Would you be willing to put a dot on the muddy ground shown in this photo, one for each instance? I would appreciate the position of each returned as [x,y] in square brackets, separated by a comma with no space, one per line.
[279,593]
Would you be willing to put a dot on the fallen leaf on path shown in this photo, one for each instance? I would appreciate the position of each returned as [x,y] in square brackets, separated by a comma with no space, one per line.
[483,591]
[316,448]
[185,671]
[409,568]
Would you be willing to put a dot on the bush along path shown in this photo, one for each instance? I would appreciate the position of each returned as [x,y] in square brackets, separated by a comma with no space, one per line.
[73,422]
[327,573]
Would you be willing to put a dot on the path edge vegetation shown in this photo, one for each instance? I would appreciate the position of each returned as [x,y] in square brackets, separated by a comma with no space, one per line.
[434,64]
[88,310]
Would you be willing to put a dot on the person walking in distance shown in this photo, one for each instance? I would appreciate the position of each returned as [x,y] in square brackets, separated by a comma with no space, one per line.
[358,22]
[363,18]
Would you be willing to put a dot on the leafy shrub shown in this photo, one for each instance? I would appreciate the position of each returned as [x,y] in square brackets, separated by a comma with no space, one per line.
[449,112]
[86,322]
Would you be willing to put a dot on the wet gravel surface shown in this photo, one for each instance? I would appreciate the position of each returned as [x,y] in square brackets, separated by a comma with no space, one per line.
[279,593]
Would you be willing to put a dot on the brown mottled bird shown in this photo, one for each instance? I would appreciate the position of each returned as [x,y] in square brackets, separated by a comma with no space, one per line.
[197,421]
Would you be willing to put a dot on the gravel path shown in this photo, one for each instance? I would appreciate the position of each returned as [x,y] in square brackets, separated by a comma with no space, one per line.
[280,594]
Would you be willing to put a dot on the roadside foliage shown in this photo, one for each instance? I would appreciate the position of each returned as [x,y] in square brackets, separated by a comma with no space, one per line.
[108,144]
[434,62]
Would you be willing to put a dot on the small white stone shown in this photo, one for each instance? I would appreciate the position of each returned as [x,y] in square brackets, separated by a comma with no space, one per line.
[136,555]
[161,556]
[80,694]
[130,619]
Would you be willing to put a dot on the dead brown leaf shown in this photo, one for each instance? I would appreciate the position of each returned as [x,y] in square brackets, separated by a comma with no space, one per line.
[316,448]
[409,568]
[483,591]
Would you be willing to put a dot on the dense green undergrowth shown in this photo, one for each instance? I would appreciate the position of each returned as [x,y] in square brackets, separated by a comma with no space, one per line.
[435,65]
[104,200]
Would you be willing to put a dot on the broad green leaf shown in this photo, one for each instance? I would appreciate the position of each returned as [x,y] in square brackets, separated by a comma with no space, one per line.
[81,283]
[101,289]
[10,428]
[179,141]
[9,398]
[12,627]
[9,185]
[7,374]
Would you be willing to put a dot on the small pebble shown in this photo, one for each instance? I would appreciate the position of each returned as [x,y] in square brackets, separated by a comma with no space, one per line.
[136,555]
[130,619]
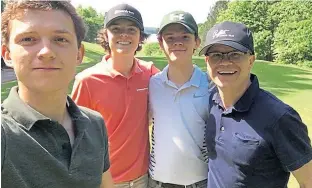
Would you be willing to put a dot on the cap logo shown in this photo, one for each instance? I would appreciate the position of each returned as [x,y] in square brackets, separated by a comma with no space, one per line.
[176,17]
[248,32]
[125,11]
[221,33]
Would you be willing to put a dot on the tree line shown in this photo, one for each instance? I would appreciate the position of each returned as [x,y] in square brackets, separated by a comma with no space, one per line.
[282,30]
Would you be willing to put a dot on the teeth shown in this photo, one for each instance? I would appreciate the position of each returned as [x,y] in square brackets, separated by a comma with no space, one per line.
[123,43]
[226,72]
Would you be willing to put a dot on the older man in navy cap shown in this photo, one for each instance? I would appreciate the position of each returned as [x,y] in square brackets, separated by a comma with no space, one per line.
[253,138]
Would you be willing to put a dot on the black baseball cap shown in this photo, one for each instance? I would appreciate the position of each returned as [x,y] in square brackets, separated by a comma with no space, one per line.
[179,17]
[124,11]
[235,35]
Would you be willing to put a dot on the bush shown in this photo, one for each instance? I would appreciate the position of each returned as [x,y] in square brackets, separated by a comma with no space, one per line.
[152,49]
[293,42]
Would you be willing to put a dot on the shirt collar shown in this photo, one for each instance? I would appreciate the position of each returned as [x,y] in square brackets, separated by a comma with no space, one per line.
[136,69]
[246,100]
[194,81]
[26,116]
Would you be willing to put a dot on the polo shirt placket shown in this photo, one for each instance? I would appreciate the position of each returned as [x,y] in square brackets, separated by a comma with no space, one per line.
[36,151]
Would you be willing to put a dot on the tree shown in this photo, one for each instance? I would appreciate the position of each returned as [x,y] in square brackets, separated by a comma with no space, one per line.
[93,20]
[211,19]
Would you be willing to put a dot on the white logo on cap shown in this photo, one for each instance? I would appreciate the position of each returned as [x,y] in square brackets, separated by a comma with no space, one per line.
[126,11]
[177,16]
[221,33]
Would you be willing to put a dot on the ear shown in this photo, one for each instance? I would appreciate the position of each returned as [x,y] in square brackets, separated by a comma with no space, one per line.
[198,42]
[80,55]
[6,55]
[252,59]
[160,41]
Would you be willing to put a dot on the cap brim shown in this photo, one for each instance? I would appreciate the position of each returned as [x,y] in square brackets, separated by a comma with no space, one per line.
[186,26]
[232,44]
[140,26]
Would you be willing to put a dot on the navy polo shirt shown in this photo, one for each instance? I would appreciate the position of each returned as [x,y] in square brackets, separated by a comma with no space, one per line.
[256,143]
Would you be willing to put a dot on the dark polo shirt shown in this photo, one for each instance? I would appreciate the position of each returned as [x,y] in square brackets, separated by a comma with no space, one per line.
[36,151]
[256,143]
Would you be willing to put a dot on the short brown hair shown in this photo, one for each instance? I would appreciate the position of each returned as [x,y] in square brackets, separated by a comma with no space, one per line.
[15,8]
[103,40]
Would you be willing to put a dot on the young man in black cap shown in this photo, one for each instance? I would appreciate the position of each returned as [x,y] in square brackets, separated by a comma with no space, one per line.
[46,139]
[253,138]
[179,109]
[117,87]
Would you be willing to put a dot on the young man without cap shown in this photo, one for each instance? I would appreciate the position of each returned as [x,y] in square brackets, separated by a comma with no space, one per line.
[253,138]
[117,87]
[179,109]
[46,139]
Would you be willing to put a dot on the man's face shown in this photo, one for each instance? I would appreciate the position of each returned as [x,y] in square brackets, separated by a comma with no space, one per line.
[43,50]
[177,43]
[123,37]
[231,72]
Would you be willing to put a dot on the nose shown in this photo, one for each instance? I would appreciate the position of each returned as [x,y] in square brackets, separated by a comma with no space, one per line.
[46,52]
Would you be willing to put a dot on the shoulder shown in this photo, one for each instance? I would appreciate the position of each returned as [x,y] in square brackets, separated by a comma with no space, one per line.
[273,107]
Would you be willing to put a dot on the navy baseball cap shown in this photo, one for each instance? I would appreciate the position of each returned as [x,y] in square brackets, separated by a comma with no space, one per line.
[179,17]
[232,34]
[124,11]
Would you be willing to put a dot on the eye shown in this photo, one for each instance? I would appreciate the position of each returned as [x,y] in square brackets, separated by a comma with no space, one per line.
[235,55]
[61,40]
[186,37]
[27,40]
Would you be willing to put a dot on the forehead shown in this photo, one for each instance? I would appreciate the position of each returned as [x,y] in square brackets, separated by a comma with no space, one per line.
[123,22]
[174,28]
[42,21]
[220,48]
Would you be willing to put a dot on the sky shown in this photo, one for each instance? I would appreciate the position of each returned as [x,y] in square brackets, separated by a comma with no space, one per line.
[152,11]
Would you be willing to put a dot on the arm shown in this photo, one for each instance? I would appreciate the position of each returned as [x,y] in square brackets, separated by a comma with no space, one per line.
[107,180]
[293,147]
[304,175]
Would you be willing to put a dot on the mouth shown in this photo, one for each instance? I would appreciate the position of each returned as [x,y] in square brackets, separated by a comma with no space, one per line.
[226,73]
[123,42]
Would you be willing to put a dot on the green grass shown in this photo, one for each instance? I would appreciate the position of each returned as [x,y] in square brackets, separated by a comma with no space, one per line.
[291,84]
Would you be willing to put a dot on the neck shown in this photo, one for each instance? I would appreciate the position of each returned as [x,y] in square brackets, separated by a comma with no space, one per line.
[50,104]
[180,73]
[121,63]
[231,95]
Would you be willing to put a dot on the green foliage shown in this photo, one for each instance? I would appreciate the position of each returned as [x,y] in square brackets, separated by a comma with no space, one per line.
[93,20]
[152,49]
[293,42]
[214,12]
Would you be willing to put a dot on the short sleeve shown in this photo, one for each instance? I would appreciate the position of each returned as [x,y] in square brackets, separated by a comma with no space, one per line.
[291,141]
[154,70]
[106,150]
[3,146]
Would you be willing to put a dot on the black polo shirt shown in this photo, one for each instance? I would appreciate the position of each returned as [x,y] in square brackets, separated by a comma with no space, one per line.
[256,143]
[36,151]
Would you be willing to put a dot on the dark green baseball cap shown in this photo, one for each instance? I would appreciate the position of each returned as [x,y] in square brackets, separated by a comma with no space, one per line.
[179,17]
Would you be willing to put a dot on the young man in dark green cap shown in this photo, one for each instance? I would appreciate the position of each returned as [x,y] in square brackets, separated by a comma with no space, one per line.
[179,108]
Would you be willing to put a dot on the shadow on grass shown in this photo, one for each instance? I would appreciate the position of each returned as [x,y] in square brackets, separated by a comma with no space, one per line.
[282,80]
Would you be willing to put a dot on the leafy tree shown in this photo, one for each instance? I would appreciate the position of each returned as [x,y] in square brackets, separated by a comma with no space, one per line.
[93,20]
[211,20]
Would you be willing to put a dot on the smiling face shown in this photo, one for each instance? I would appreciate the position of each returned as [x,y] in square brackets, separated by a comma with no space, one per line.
[123,37]
[227,74]
[177,43]
[44,52]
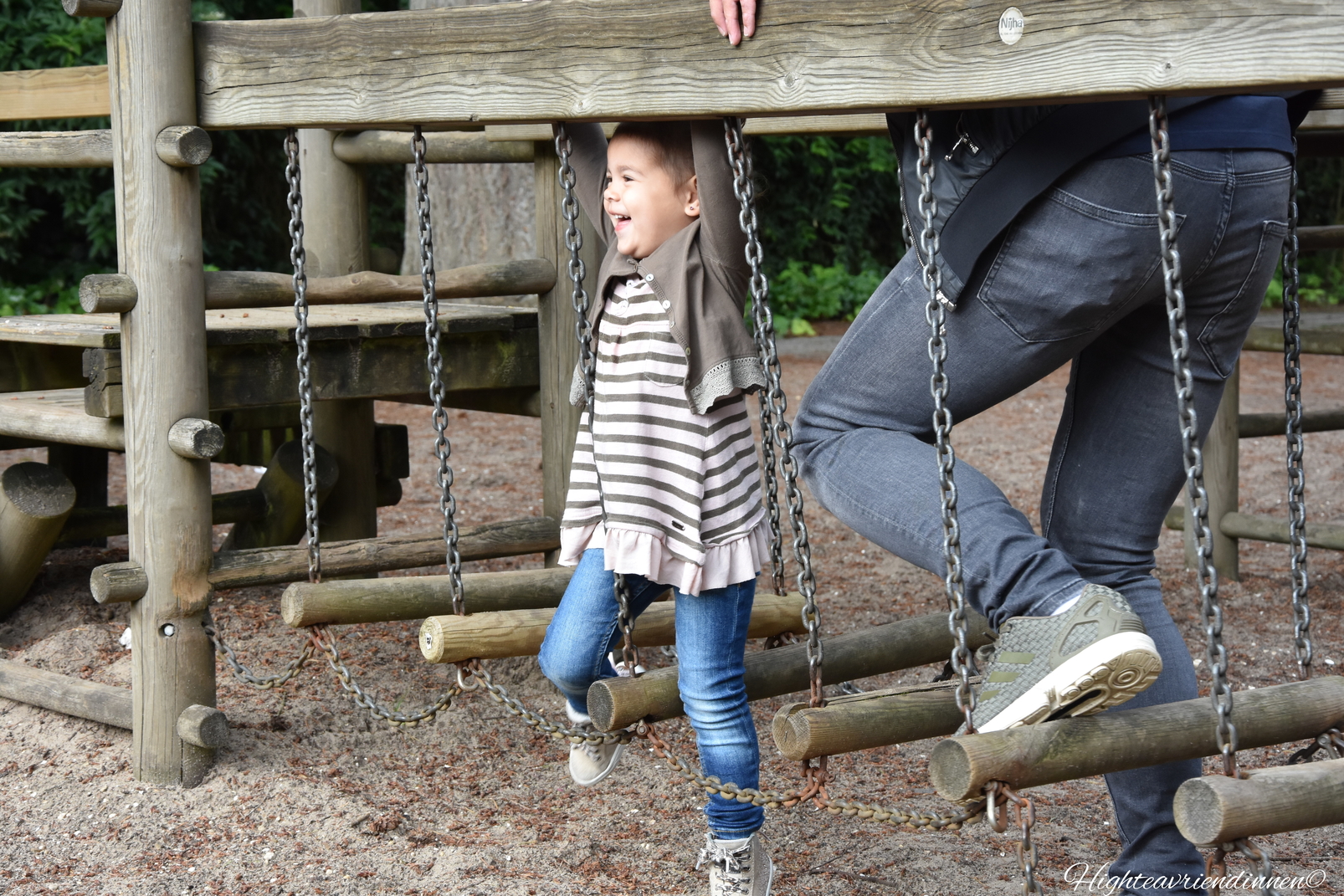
□ □ □ □ □ □ □
**TASK BRIEF:** Copy out word for word everything from the line containing "the leafy tree" down through the last of the items, including both ends, and leave the pictures out.

**THE COMPLETED TASK:**
Would you be willing to put a dot on the leafy tree shown in this photo, one for each instance? I would appreciate the position of each returned as [x,y] in square brackets, separated by a comma with no space, one per line.
[93,20]
[211,20]
Would you be willing to put a dot on the smiling face shown in this photo, one for each instance? I would appreciate the position of each returned as [x,y] in square brackets, separated by a comma with no space, one per line.
[123,37]
[227,74]
[177,43]
[44,52]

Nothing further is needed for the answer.